■ EXERCISE REQUIREMENTS
Pick out each line in the records below that contains the word "white", and copy those lines.

# START OF DATA SUPPLIED

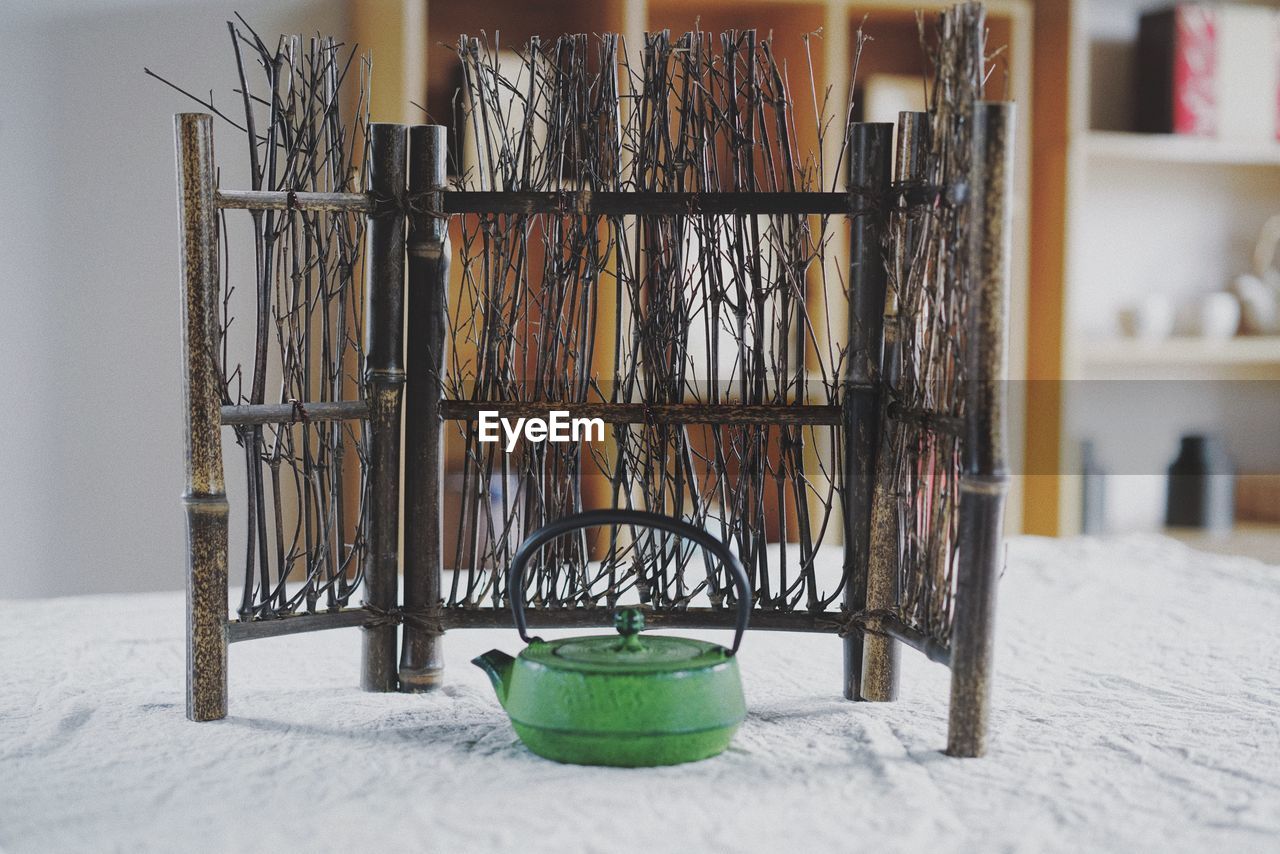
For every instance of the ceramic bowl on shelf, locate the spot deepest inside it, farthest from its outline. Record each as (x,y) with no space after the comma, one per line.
(1151,319)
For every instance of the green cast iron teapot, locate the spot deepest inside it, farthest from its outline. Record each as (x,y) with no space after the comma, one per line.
(630,700)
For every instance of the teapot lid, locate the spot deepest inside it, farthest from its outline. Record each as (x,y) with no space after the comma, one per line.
(627,653)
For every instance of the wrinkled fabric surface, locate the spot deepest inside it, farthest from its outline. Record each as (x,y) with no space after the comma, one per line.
(1137,707)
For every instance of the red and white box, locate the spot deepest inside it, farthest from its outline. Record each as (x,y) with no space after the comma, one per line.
(1210,69)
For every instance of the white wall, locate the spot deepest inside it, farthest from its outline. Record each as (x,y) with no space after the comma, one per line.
(90,365)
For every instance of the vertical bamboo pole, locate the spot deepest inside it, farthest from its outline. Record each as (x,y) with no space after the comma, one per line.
(204,497)
(421,662)
(880,653)
(986,476)
(384,382)
(868,185)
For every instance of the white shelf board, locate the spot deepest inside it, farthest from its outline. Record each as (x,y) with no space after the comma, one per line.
(1169,147)
(1243,351)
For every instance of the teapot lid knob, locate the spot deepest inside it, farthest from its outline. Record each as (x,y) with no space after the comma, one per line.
(630,624)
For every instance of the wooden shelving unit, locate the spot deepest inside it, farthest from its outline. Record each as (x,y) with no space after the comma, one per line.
(1244,352)
(1119,215)
(1168,149)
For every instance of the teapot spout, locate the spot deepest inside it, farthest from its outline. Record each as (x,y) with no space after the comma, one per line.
(498,665)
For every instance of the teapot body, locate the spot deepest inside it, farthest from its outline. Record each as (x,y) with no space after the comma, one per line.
(613,715)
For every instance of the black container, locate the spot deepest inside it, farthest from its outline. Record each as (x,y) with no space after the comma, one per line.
(1201,485)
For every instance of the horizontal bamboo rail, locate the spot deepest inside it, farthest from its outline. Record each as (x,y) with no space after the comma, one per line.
(565,201)
(284,200)
(641,414)
(824,622)
(295,412)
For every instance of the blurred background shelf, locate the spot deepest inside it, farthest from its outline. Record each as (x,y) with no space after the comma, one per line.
(1119,217)
(1248,352)
(1166,147)
(1260,540)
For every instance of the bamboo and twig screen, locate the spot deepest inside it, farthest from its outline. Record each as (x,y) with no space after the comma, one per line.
(741,311)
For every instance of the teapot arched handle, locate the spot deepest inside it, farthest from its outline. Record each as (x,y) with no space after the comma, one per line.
(643,519)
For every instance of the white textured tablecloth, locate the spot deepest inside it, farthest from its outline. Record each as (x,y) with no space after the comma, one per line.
(1137,707)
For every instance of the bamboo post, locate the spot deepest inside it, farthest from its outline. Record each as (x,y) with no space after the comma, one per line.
(986,476)
(421,662)
(881,653)
(204,497)
(868,185)
(384,382)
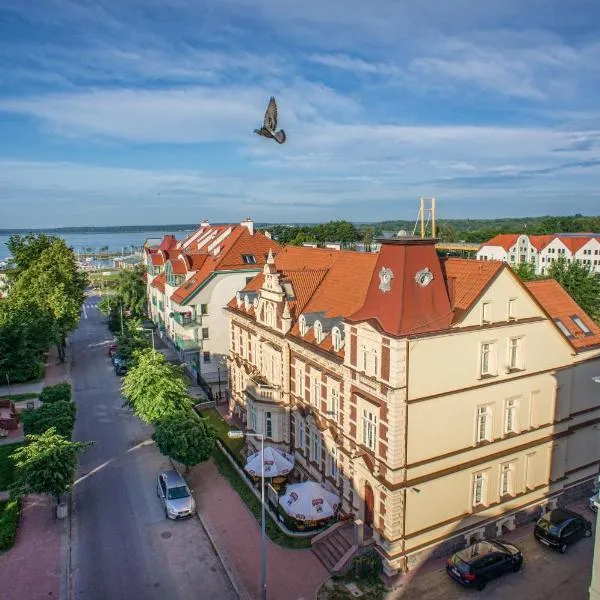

# END OF DATA SUPPLIED

■ EXPECTED ANSWER
For every instance of the red and white box, locate the spot deepest inside it, farthest from its outline. Record each as (x,y) with no space after the comma, one per line.
For every instance of the white wall, locate the spot deepest inside it, farthest from its outline. Record each as (x,y) with no space after the comma, one per line.
For every instance of the white shelf board, locate the spot deepest inside it, farthest from its outline. Record each as (x,y) with no space after the comma, one per line.
For every instance of the white textured tablecloth, locate the spot deepest inside it, farthest from its outline. Record each as (x,y) with no space after the comma, one per line.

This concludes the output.